** START Page text **
Happy Book Birthday to Rhymes with Fighter

Book Birthdays celebrate one year of a book’s life in tweets, reviews, and more. This month we’re saying Happy First Book Birthday to Rhymes with Fighter: Clayton Yeutter, American Statesman (Nebraska, 2021) by Joseph Weber.

About the Book:

From a hardscrabble childhood in the Great Depression on the dusty plains of rural Nebraska, Clayton Yeutter (1930–2017) rose to work for four U.S. presidents, serving in the cabinets of two of them. His challenge, posed by one of President Ronald Reagan’s aides, was this: go and change the world. As U.S. trade representative he did just that, opening the global trading arena with bold efforts that led to NAFTA, the creation of the World Trade Organization, and extraordinary growth in cross-border business.

A Word from the Author:

It was a joy to research and write Rhymes with Fighter: Clayton Yeutter, American Statesman, my biography of a most distinguished Nebraskan. The Press published this book in December 2021, a bit less than three years after I began the project at the request of University of Nebraska-Lincoln Chancellor Ronnie Green, his Chief of Staff Michael Zeleny, Dr. Yeutter’s widow, Cristena, and officials at the university’s Yeutter Institute of International Trade and Finance.

As I discovered, Dr. Yeutter was extraordinary. He grew up in the Depression on a family farm in Nebraska and earned an undergraduate degree in agriculture, a Ph.D. in agricultural economics and a law degree at the university. Afterward, his career took him to the heights of global achievement, as he worked for four U.S. Presidents, notably clearing the way to increased global trade as President Ronald Reagan’s U.S. Trade Representative and later cementing the process as President George H.W. Bush’s Secretary of Agriculture and Domestic Counselor. By dint of his warm Midwestern personality, forceful intellect and tariff-busting negotiating skill, Dr. Yeutter was largely responsible for the explosion of world commerce from the 1980s until now, a process that has brought unparalleled prosperity around the world.
** END Page text **
** START Data extract **
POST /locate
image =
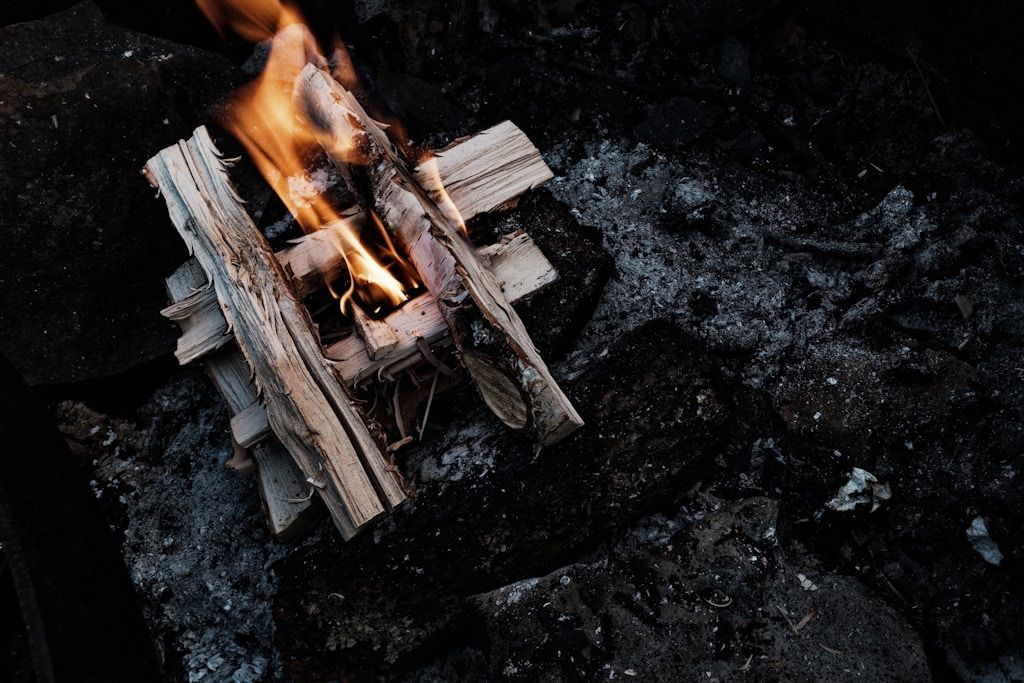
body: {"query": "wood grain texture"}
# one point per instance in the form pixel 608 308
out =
pixel 516 261
pixel 519 266
pixel 305 404
pixel 283 488
pixel 482 172
pixel 493 344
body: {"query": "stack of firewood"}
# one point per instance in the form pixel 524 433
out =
pixel 241 308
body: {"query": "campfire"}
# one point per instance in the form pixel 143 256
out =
pixel 419 305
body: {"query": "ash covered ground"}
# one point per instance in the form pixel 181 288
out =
pixel 786 258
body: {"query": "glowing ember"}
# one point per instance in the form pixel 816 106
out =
pixel 264 118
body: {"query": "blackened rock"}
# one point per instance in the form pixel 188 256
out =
pixel 678 599
pixel 86 244
pixel 491 509
pixel 734 61
pixel 583 264
pixel 687 24
pixel 418 104
pixel 673 125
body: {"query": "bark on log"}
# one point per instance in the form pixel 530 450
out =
pixel 492 341
pixel 283 488
pixel 306 407
pixel 517 263
pixel 481 173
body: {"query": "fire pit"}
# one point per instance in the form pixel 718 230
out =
pixel 541 341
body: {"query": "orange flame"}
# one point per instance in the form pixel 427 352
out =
pixel 264 118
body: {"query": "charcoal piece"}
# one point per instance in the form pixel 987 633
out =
pixel 491 510
pixel 85 245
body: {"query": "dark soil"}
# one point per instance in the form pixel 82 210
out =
pixel 791 246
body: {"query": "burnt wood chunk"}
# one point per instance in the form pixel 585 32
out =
pixel 492 341
pixel 306 407
pixel 283 488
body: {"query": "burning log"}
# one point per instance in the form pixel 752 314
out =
pixel 284 491
pixel 306 407
pixel 516 262
pixel 492 341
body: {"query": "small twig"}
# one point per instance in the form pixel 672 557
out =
pixel 395 402
pixel 430 400
pixel 314 483
pixel 725 603
pixel 397 444
pixel 893 588
pixel 928 89
pixel 802 623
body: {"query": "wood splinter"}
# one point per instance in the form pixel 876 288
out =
pixel 306 407
pixel 492 341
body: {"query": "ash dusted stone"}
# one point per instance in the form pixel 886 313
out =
pixel 706 594
pixel 86 246
pixel 491 509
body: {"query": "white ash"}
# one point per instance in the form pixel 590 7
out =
pixel 195 542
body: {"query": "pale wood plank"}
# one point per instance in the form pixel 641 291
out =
pixel 283 488
pixel 493 344
pixel 306 407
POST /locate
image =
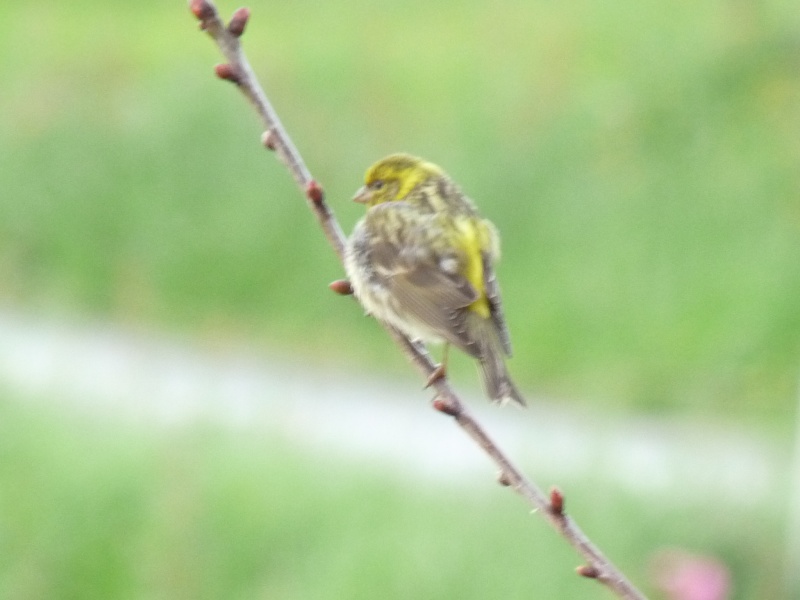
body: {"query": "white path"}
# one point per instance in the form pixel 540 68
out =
pixel 109 370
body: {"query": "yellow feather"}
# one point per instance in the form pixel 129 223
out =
pixel 473 242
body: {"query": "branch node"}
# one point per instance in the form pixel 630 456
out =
pixel 269 139
pixel 228 72
pixel 239 21
pixel 446 405
pixel 341 287
pixel 201 9
pixel 556 502
pixel 314 192
pixel 588 571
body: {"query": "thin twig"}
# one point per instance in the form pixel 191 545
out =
pixel 239 72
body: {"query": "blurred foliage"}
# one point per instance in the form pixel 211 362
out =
pixel 95 508
pixel 640 158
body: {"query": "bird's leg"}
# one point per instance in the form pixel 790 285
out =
pixel 440 372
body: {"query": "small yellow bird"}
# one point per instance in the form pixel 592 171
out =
pixel 422 260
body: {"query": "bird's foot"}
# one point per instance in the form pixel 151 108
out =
pixel 439 373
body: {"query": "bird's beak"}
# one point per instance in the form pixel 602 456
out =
pixel 363 195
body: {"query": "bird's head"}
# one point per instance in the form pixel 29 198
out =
pixel 393 178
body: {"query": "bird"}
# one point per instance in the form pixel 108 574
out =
pixel 422 260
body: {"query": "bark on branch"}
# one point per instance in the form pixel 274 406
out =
pixel 238 71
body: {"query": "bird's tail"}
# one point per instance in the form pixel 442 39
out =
pixel 496 381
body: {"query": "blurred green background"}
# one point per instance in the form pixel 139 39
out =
pixel 641 160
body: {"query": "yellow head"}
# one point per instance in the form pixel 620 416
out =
pixel 394 177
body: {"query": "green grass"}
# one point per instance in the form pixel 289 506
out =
pixel 640 161
pixel 96 507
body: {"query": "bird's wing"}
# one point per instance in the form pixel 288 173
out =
pixel 492 290
pixel 428 288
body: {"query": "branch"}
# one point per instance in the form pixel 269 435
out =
pixel 238 71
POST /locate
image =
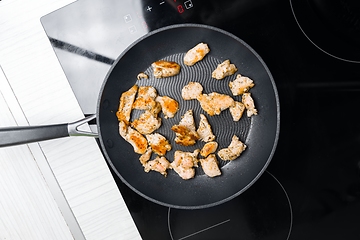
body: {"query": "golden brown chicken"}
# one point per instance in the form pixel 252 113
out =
pixel 136 139
pixel 184 163
pixel 159 164
pixel 237 110
pixel 213 103
pixel 164 68
pixel 185 131
pixel 233 151
pixel 241 85
pixel 208 148
pixel 169 106
pixel 125 106
pixel 196 54
pixel 147 123
pixel 204 130
pixel 248 101
pixel 191 91
pixel 210 166
pixel 158 143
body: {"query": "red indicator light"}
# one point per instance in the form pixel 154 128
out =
pixel 180 9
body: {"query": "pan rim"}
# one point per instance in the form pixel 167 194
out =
pixel 277 131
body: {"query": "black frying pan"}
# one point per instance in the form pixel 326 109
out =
pixel 260 133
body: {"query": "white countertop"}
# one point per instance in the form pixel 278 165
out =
pixel 58 189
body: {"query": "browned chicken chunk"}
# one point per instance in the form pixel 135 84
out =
pixel 164 68
pixel 146 123
pixel 125 106
pixel 213 103
pixel 191 91
pixel 158 143
pixel 185 131
pixel 208 148
pixel 233 151
pixel 204 130
pixel 184 163
pixel 237 110
pixel 210 166
pixel 249 104
pixel 196 54
pixel 169 106
pixel 145 156
pixel 136 139
pixel 241 85
pixel 159 164
pixel 145 99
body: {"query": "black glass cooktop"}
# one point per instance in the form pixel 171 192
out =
pixel 311 189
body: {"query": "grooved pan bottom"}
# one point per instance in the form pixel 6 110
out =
pixel 222 125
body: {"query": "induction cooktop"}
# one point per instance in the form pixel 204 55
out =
pixel 311 189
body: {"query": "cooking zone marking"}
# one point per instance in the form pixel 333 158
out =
pixel 205 229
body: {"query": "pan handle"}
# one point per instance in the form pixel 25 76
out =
pixel 10 136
** END Data extract **
Tasks to perform —
(1) Answer from the book birthday page:
(a) In what month and year did the Press publish the book?
(b) In the cabinets of how many presidents did Clayton Yeutter serve?
(c) Which two posts did Yeutter hold under President George H.W. Bush?
(2) Set down the passage of the book birthday page without changes, beginning at the words "As I discovered, Dr." and stopping after "around the world.".
(3) Take the book birthday page on Clayton Yeutter's biography further, picking up after its last sentence.
Nothing in the records is needed for the work on the book birthday page.

Task answers —
(1)
(a) December 2021
(b) Two
(c) Secretary of Agriculture and Domestic Counselor

(2)
As I discovered, Dr. Yeutter was extraordinary. He grew up in the Depression on a family farm in Nebraska and earned an undergraduate degree in agriculture, a Ph.D. in agricultural economics and a law degree at the university. Afterward, his career took him to the heights of global achievement, as he worked for four U.S. Presidents, notably clearing the way to increased global trade as President Ronald Reagan’s U.S. Trade Representative and later cementing the process as President George H.W. Bush’s Secretary of Agriculture and Domestic Counselor. By dint of his warm Midwestern personality, forceful intellect and tariff-busting negotiating skill, Dr. Yeutter was largely responsible for the explosion of world commerce from the 1980s until now, a process that has brought unparalleled prosperity around the world.

(3)
It was thrilling to comb through the trove of documents that Dr. Yeutter left to the archives at the University of Nebraska library. Every so often, I would handle a personal note from Reagan or Bush, to whom Dr. Yeutter was especially close both personally and ideologically. As I saw from his earliest days in government service – first in Nebraska and then in Washington — Dr. Yeutter was a moderate Republican, which suited him well when he became head of the Republican National Committee at a time when it needed a steady hand.

He had no use for extremists in the party, whether they included a former KKK leader whom he and Bush helped marginalize or President Donald J. Trump, whose election he opposed. It was encouraging to study the experiences of a GOP leader who believed government could serve useful ends for people, whether in helping the least fortunate or in expanding economic growth. As I reviewed his records and interviewed former colleagues, friends and family, I was struck by how much of a positive difference in ordinary people’s lives one man in the right place at the right time can make.

Dr. Yeutter died in 2017. He made many things better for many people and helped lead his party to stability and moderation. If he were with us today, I expect he would work to right that troubled ship again. Certainly, the record of his work can still serve as a beacon for leaders of all stripes.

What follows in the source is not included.